Extract
· · · · ·
As China continues with its provocations, India cannot pretend that all is well.

Insatiable dragon

Although China invaded India in 1962, provoked a bloody clash at Nathu La in 1967 and triggered border skirmishes in 1986-87 by crossing the line of control in Samdurong Chu, this is the first time it has opened pressure points against India all along the Himalayan frontier in peacetime.

This pressure long predates the Dalai Lama’s plans to visit Arunachal Pradesh. Indeed, it gradually has been building up since 2006, largely in reaction to the Indo-US strategic partnership, which was set in motion by the separate unveiling in 2005 of the nuclear deal and defence-framework accord. By muscling up to India, is China aiming to browbeat India or actually fashion an option to wage war?

Prime minister Manmohan Singh and other Indian officials have publicly sought to tamp down military tensions. But in contrast, the Chinese leadership has been mum on the Himalayan border situation even as the bellicose rhetoric in China’s state-run media has affected public opinion with 90 per cent of respondents in a Global Times online poll citing India as the No 1 threat to China’s security. The Communist Party’s official newspaper, the People’s Daily, after asking India to consider the costs of “a potential confrontation with China,” ran another denunciatory editorial recently on New Delhi’s “recklessness and arrogance.”
· · · · ·
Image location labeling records
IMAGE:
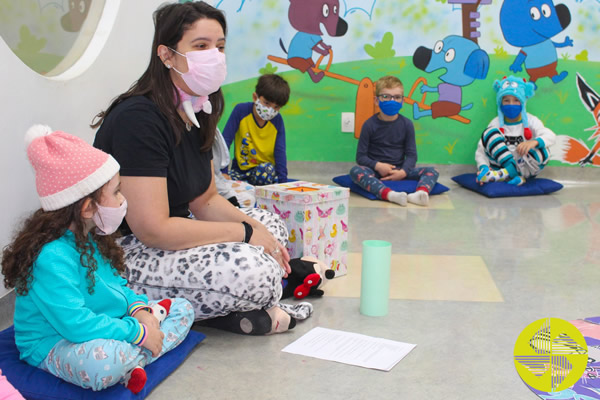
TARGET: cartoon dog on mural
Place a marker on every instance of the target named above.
(574, 151)
(463, 61)
(306, 16)
(531, 25)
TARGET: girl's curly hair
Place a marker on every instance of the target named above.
(46, 226)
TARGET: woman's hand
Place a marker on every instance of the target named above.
(147, 318)
(154, 340)
(262, 237)
(524, 147)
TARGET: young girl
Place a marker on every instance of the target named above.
(74, 315)
(515, 145)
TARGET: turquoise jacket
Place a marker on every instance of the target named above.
(59, 306)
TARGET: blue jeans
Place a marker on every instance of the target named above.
(369, 180)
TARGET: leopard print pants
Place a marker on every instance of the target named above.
(218, 278)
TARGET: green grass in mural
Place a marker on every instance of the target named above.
(382, 49)
(313, 115)
(29, 50)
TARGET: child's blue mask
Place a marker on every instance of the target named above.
(390, 107)
(511, 111)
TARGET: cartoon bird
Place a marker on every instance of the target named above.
(575, 151)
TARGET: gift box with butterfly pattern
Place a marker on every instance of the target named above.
(316, 216)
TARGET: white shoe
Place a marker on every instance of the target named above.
(420, 198)
(397, 197)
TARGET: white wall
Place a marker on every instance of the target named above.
(27, 98)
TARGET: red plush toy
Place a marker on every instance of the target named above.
(161, 309)
(307, 278)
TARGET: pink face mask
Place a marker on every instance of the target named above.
(108, 219)
(207, 70)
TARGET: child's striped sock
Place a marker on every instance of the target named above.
(490, 175)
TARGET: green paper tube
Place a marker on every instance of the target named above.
(375, 278)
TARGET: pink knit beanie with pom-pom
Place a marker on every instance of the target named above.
(66, 167)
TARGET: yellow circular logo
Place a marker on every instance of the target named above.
(550, 355)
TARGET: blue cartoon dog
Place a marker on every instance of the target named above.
(306, 16)
(530, 25)
(463, 61)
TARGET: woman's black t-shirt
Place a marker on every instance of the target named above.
(141, 139)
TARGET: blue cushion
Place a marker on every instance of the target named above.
(34, 383)
(398, 186)
(531, 187)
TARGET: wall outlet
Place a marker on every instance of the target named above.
(347, 122)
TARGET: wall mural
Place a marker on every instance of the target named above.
(447, 53)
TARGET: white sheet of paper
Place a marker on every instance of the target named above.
(350, 348)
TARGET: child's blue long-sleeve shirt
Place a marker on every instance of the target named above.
(390, 142)
(58, 305)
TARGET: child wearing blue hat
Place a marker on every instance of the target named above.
(515, 144)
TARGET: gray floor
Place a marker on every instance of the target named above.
(541, 252)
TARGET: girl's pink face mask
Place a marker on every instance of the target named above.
(207, 70)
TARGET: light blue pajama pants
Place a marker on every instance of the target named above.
(100, 363)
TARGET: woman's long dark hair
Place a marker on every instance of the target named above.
(43, 227)
(170, 23)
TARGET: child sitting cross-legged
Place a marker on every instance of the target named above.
(387, 150)
(258, 134)
(74, 315)
(515, 144)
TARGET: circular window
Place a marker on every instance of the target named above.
(50, 36)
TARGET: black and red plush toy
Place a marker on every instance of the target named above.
(307, 278)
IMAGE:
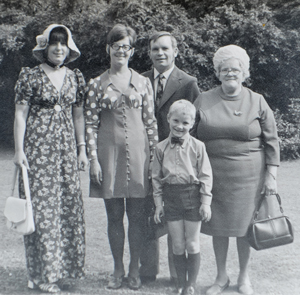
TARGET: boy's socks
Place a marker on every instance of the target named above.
(180, 266)
(193, 265)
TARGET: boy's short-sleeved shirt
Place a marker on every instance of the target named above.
(182, 164)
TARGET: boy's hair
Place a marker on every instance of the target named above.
(183, 105)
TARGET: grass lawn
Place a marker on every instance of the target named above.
(273, 272)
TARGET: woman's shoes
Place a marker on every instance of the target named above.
(245, 289)
(216, 289)
(115, 282)
(134, 283)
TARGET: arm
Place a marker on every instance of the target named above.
(21, 114)
(270, 139)
(93, 111)
(78, 119)
(157, 185)
(205, 177)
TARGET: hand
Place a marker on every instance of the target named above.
(205, 212)
(95, 171)
(21, 159)
(83, 161)
(269, 186)
(159, 212)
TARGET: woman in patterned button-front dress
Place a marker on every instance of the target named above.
(121, 135)
(48, 122)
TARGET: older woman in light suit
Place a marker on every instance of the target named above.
(239, 131)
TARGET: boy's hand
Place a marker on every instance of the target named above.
(205, 212)
(159, 212)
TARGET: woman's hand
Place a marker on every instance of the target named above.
(205, 212)
(270, 185)
(83, 161)
(95, 171)
(21, 159)
(159, 212)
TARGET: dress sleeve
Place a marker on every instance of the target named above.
(92, 117)
(80, 93)
(23, 88)
(148, 116)
(269, 134)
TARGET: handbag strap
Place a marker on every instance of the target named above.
(25, 182)
(261, 201)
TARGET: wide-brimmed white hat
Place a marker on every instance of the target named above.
(43, 40)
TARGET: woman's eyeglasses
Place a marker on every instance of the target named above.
(117, 47)
(227, 71)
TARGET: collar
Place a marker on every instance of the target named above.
(186, 138)
(134, 81)
(166, 73)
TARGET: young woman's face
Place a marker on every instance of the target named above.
(120, 51)
(57, 52)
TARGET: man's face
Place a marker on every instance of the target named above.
(162, 53)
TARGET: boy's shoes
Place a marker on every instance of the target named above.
· · · · ·
Directions for this task
Reproduce everything in the China–India border passage from "Insatiable dragon" down to "frontier in peacetime.".

Output of the exercise
Insatiable dragon

Although China invaded India in 1962, provoked a bloody clash at Nathu La in 1967 and triggered border skirmishes in 1986-87 by crossing the line of control in Samdurong Chu, this is the first time it has opened pressure points against India all along the Himalayan frontier in peacetime.